Saved entries
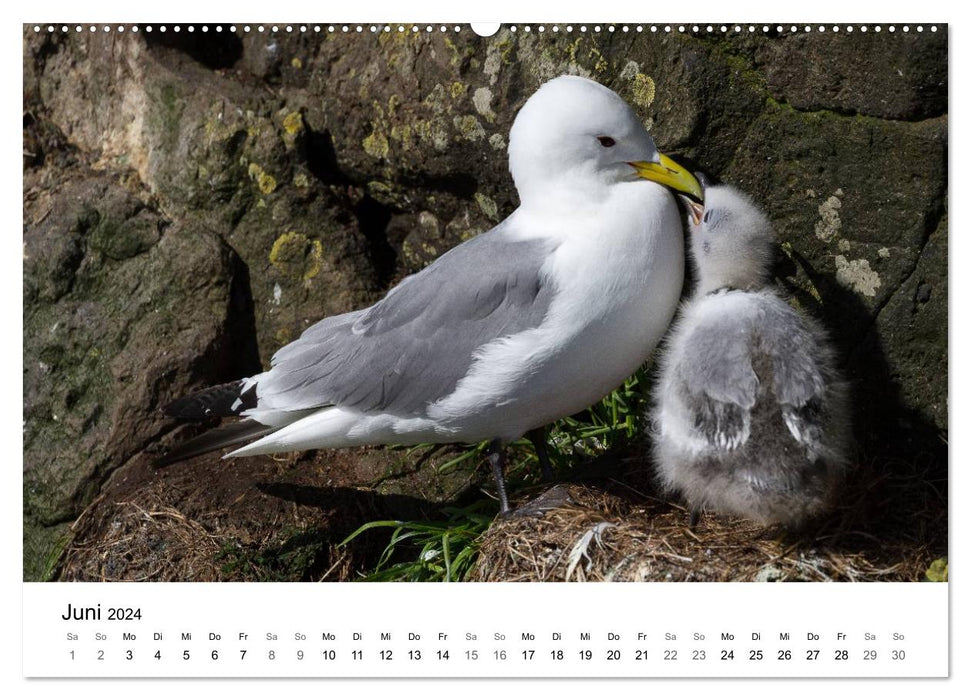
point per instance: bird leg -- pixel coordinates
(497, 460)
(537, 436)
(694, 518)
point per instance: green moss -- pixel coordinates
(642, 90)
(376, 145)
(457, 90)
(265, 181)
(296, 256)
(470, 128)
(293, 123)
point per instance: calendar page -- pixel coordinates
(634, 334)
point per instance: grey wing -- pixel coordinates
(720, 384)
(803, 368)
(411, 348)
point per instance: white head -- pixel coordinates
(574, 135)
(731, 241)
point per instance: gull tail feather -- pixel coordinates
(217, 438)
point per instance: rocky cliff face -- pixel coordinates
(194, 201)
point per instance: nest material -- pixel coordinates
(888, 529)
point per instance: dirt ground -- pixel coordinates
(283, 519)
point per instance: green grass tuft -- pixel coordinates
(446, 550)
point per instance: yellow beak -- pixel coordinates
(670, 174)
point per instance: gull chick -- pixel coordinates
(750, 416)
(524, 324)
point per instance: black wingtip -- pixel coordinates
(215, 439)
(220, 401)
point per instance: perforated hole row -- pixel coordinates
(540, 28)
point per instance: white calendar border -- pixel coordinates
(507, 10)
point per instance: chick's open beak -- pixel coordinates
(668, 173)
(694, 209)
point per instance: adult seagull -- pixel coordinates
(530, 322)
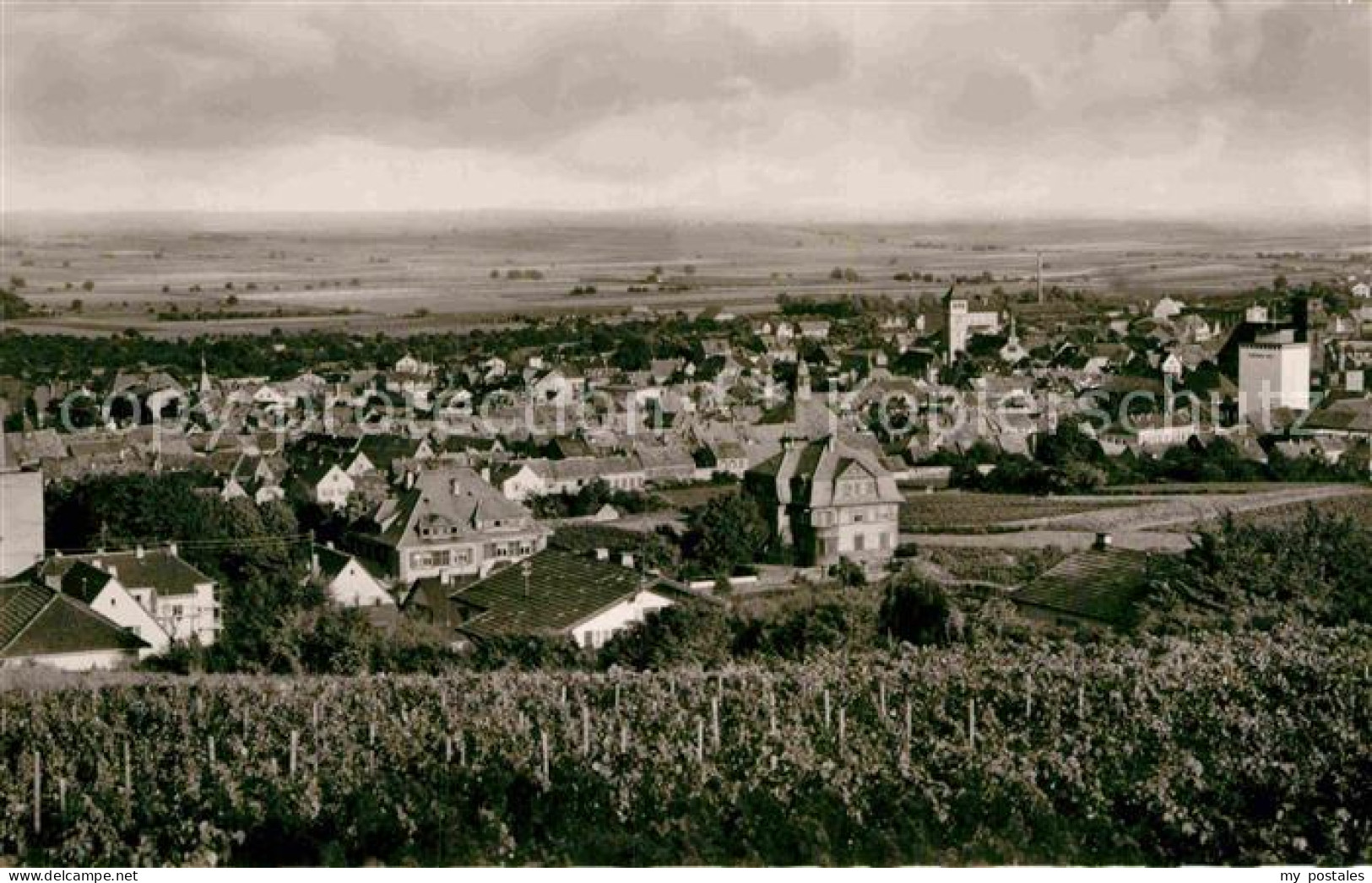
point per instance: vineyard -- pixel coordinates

> **TASK DIRECTIONS**
Write out each line again, exactly as it appears above, except for any picture.

> **YOUR RESPONSE**
point per instance: bird leg -- pixel coordinates
(497, 460)
(537, 436)
(694, 518)
point per instance: green moss -- pixel coordinates
(642, 90)
(376, 145)
(457, 90)
(265, 181)
(296, 256)
(470, 128)
(293, 123)
point per instance: calendar page -- pixel coordinates
(634, 334)
point per instance: grey wing -- pixel coordinates
(720, 384)
(803, 368)
(411, 348)
point per instance: white head -- pixel coordinates
(574, 135)
(731, 241)
point per instance: gull tail feather -- pixel coordinates
(217, 438)
point per instance: rocky cliff face -- pixel coordinates
(194, 201)
point per instance: nest material -- pixel coordinates
(888, 529)
point per instance: dirt ground -- pixel coordinates
(283, 519)
point per instance: green grass tuft -- pixel coordinates
(446, 550)
point per instance: yellow beak -- pixel coordinates
(670, 174)
point per instance: gull chick -- pixel coordinates
(750, 416)
(524, 324)
point per instance: black wingtip -- pixel coordinates
(215, 439)
(220, 401)
point per instance: perforated hole row -- pixel coordinates
(540, 28)
point per instance: white calendar border -- pixel coordinates
(507, 10)
point per instance: chick's open beak -- pixel coordinates
(668, 173)
(694, 209)
point per instance: adult seagull -- pixel coordinates
(530, 322)
point per instance: vineyard -- pixel coordinates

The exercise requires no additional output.